0
7490
Газета Идеи и люди Интернет-версия

04.03.2015 00:01:00

Система с китайской спецификой

Георгий Рахманинов

Об авторе: Георгий Рахманинов – независимый обозреватель.

Тэги: китай, население, язык, путунхуа, история, тайвань, кпк, россия


китай, население, язык, путунхуа, история, тайвань, кпк, россия Иероглифическая письменность – основа единства Китая. Одни и те же смыслы у слов, читаемых по-разному. Фото Reuters

Многие сегодня говорят о «развороте России на восток». Хотя в этом выражении уже скрыто два структурных европоцентричных заблуждения. Разворачивается Россия не на Восток, а к Китаю, а если к Китаю, то тем более не на восток, а на юг. В отношении Китая и его внешней политики в европейской части России существует еще больше неясностей. Сегодня людей, говорящих по-китайски, в Москве еще меньше, чем в конце 80-х было тех, кто говорил по-английски. Что же это такое «Китай» и чего от него можно ждать?

Филологический экскурс

Начнем с названия, языка и населяющих его жителей. В русском языке есть Китай и китайцы. Никаких других народов в пределах КНР, кроме, может быть, тибетцев и монголов, россияне в большинстве своем не знают. А их очень много, 56, или почти 10% от 1,4 млрд населения страны, то есть фактически целая Россия. Сама же титульная нация – это ханьцы, аналог русских в России. Китайцы же для «китайцев» – это все жители КНР, аналог нашего слова «россияне». Кстати, ханьцы-мусульмане добились того, чтобы их считали отдельным народом – хуэйцами, хотя, кроме вероисповедания, они от ханьцев почти ничем не отличаются, достаточно хотя бы взглянуть на китайские мечети.

Примеры обнаружения

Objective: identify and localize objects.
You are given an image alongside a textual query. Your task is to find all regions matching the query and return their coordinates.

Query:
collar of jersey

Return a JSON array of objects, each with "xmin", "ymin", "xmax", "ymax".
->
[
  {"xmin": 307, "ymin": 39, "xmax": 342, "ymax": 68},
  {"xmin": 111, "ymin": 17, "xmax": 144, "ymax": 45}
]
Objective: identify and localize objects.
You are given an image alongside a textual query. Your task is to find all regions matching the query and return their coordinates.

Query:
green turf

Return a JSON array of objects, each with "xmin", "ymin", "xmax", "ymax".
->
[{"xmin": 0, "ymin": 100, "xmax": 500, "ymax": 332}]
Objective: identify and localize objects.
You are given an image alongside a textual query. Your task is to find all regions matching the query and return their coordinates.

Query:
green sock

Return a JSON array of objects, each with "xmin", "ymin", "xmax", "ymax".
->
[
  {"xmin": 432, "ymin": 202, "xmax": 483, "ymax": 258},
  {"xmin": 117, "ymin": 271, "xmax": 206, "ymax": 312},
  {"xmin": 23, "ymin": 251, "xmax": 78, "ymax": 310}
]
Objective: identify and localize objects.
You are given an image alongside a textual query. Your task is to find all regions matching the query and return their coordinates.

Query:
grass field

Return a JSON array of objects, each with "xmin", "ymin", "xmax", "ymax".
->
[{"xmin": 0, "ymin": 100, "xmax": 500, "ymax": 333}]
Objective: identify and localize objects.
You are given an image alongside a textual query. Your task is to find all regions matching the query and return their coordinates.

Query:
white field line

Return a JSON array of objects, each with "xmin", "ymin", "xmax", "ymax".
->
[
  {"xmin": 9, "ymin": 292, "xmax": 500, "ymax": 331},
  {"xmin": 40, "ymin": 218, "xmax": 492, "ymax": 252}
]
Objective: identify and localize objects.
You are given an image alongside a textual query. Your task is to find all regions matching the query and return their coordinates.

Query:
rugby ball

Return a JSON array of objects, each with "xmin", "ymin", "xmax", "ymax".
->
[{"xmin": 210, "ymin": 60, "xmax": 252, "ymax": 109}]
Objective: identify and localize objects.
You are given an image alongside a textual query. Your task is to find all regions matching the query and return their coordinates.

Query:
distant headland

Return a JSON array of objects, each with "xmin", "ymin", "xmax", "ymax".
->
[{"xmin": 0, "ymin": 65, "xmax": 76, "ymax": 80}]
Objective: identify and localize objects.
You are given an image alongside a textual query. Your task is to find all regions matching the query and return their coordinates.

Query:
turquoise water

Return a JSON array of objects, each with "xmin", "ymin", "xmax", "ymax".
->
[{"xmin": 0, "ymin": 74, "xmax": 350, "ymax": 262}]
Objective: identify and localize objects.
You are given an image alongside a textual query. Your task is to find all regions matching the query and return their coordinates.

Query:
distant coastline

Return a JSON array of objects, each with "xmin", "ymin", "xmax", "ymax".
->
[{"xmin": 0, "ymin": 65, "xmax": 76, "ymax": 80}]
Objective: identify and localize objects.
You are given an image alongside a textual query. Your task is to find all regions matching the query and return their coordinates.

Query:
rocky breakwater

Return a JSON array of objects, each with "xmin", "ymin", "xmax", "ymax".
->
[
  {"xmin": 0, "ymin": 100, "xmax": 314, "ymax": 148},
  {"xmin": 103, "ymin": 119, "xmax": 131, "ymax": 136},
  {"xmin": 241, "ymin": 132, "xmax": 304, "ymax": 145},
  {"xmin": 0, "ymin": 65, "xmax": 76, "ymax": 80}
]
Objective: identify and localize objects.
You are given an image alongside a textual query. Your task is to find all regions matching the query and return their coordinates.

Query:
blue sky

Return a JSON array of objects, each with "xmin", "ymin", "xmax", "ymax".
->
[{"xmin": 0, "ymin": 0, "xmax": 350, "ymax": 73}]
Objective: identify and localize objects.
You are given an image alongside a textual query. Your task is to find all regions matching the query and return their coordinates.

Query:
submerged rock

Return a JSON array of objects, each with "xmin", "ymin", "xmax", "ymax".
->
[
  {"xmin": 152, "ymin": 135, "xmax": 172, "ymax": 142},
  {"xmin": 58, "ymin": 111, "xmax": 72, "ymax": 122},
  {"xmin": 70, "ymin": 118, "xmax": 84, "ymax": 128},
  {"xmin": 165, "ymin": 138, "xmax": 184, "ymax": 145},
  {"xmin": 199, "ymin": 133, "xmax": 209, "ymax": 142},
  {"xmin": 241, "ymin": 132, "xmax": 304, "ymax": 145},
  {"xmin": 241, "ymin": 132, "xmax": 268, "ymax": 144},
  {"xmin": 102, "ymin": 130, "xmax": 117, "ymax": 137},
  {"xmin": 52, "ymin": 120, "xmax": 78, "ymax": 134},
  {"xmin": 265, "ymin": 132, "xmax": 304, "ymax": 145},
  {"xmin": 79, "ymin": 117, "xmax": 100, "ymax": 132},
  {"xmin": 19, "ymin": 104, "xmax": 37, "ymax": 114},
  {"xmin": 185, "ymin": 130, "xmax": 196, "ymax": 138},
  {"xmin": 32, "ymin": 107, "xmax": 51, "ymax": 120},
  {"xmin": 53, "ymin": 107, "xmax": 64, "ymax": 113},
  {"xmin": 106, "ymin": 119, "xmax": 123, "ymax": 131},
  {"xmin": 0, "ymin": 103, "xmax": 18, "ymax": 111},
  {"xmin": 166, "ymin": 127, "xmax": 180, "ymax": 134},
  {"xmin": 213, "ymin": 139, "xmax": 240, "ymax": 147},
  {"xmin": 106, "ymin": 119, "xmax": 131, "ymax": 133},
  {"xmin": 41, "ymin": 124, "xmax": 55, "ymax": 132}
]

■ **ЗАДАНИЯ**
**A)** Ответьте по статье о Китае на три вопроса:
(i) Сколько народов, по словам автора, живет в пределах КНР?
(ii) Как называется титульная нация Китая?
(iii) Каких людей в Москве сегодня меньше, чем в конце 80-х было говоривших по-английски?
**B)** Перечислите все тэги, указанные в статье о Китае.
**C)** Отредактируйте фрагмент статьи о Китае от «Филологический экскурс» до «на китайские мечети.», заменив «титульная нация» на «основная нация», и приведите его целиком.
Опирайтесь только на статью.

■ **ОТВЕТЫ**
**A)**
(i) 56.
(ii) Ханьцы.
(iii) Людей, говорящих по-китайски.

**B)** китай, население, язык, путунхуа, история, тайвань, кпк, россия

**C)**
Филологический экскурс

Начнем с названия, языка и населяющих его жителей. В русском языке есть Китай и китайцы. Никаких других народов в пределах КНР, кроме, может быть, тибетцев и монголов, россияне в большинстве своем не знают. А их очень много, 56, или почти 10% от 1,4 млрд населения страны, то есть фактически целая Россия. Сама же основная нация – это ханьцы, аналог русских в России. Китайцы же для «китайцев» – это все жители КНР, аналог нашего слова «россияне». Кстати, ханьцы-мусульмане добились того, чтобы их считали отдельным народом – хуэйцами, хотя, кроме вероисповедания, они от ханьцев почти ничем не отличаются, достаточно хотя бы взглянуть на китайские мечети.